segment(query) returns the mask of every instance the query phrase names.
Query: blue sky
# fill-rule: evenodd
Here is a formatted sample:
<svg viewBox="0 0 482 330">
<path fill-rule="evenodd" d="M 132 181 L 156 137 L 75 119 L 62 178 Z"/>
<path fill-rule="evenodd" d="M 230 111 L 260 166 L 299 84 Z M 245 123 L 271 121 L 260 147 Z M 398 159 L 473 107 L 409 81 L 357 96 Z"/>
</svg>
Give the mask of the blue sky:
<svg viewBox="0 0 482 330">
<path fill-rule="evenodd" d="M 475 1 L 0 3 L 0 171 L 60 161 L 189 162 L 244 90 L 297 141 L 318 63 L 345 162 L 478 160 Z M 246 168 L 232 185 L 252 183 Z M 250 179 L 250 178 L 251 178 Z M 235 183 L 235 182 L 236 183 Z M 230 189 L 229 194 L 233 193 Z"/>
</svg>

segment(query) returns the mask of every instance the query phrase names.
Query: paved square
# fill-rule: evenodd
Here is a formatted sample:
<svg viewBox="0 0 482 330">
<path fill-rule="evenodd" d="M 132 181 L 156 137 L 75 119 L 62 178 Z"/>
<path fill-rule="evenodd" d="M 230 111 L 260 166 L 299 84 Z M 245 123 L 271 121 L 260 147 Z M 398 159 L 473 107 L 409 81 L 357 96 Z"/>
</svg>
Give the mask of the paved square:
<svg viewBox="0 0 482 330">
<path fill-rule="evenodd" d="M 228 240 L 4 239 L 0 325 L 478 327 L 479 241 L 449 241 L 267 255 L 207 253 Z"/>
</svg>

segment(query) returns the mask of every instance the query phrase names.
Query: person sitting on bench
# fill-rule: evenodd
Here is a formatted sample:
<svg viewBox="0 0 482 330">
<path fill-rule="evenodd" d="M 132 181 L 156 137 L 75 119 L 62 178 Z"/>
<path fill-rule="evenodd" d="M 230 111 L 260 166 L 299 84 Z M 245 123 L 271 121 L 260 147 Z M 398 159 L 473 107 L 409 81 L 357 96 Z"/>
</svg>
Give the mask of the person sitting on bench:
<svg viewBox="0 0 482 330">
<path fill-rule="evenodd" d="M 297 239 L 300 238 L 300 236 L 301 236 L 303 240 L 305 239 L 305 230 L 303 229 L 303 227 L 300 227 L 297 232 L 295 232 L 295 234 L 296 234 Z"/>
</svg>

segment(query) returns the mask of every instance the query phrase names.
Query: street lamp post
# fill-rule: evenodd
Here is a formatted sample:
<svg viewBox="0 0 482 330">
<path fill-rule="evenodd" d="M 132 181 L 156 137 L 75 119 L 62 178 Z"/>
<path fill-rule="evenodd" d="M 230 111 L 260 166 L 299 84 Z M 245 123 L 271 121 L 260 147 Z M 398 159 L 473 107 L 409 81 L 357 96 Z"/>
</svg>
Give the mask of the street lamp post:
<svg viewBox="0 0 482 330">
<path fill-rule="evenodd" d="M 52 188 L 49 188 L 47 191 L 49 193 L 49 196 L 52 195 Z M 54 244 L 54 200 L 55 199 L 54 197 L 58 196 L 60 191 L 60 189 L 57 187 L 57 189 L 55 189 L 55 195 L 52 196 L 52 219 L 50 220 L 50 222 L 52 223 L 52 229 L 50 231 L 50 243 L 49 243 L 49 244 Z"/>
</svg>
++++++++++++++++++++
Task goal: All of the entries above need to be reproduced exactly.

Result of this task:
segment(query) returns the mask of every instance the query phrase names.
Query: blue sky
# fill-rule: evenodd
Here is a formatted sample:
<svg viewBox="0 0 482 330">
<path fill-rule="evenodd" d="M 132 181 L 156 137 L 75 119 L 62 178 Z"/>
<path fill-rule="evenodd" d="M 230 111 L 260 166 L 299 84 Z M 245 123 L 271 121 L 260 147 Z M 398 159 L 473 107 L 409 81 L 357 96 Z"/>
</svg>
Give the mask of the blue sky:
<svg viewBox="0 0 482 330">
<path fill-rule="evenodd" d="M 475 1 L 0 3 L 0 171 L 60 161 L 189 162 L 244 90 L 297 141 L 318 63 L 345 162 L 478 160 Z M 246 168 L 232 185 L 252 183 Z M 250 179 L 250 178 L 251 178 Z M 235 183 L 235 182 L 236 183 Z M 230 189 L 229 194 L 233 193 Z"/>
</svg>

segment(query) returns the mask of every instance the query phrase names.
Query: paved square
# fill-rule: evenodd
Here is a formatted sample:
<svg viewBox="0 0 482 330">
<path fill-rule="evenodd" d="M 132 181 L 156 137 L 75 119 L 62 178 Z"/>
<path fill-rule="evenodd" d="M 230 111 L 260 166 L 299 84 Z M 245 123 L 271 121 L 260 147 Z M 398 159 L 473 107 L 409 81 L 357 96 Z"/>
</svg>
Give the mask of the paved square:
<svg viewBox="0 0 482 330">
<path fill-rule="evenodd" d="M 228 240 L 4 239 L 0 325 L 478 327 L 479 241 L 449 241 L 267 255 L 207 253 Z"/>
</svg>

segment(query) returns the mask of every instance the query phrase names.
Query: person sitting on bench
# fill-rule: evenodd
Here is a formatted sample:
<svg viewBox="0 0 482 330">
<path fill-rule="evenodd" d="M 132 181 L 156 137 L 75 119 L 62 178 Z"/>
<path fill-rule="evenodd" d="M 230 111 L 260 166 L 299 84 Z M 245 123 L 271 121 L 260 147 Z M 398 159 L 473 107 L 409 81 L 357 96 Z"/>
</svg>
Give the mask of the person sitting on bench:
<svg viewBox="0 0 482 330">
<path fill-rule="evenodd" d="M 297 239 L 300 238 L 300 236 L 301 236 L 303 240 L 305 239 L 305 230 L 303 229 L 303 227 L 300 227 L 297 232 L 295 232 L 295 234 L 296 234 Z"/>
</svg>

segment(query) returns the mask of every instance the query phrase names.
Query: street lamp post
# fill-rule: evenodd
Here is a formatted sample:
<svg viewBox="0 0 482 330">
<path fill-rule="evenodd" d="M 132 181 L 156 137 L 75 119 L 62 178 Z"/>
<path fill-rule="evenodd" d="M 230 111 L 260 166 L 299 84 Z M 245 123 L 271 121 L 260 147 Z M 398 159 L 473 107 L 409 81 L 357 96 Z"/>
</svg>
Give the mask of the street lamp post:
<svg viewBox="0 0 482 330">
<path fill-rule="evenodd" d="M 52 188 L 49 188 L 47 191 L 49 193 L 49 196 L 52 195 Z M 54 244 L 54 200 L 55 199 L 54 197 L 58 196 L 60 191 L 60 189 L 57 187 L 57 189 L 55 189 L 55 195 L 52 196 L 52 219 L 50 220 L 50 222 L 52 223 L 52 229 L 50 231 L 50 243 L 49 243 L 49 244 Z"/>
</svg>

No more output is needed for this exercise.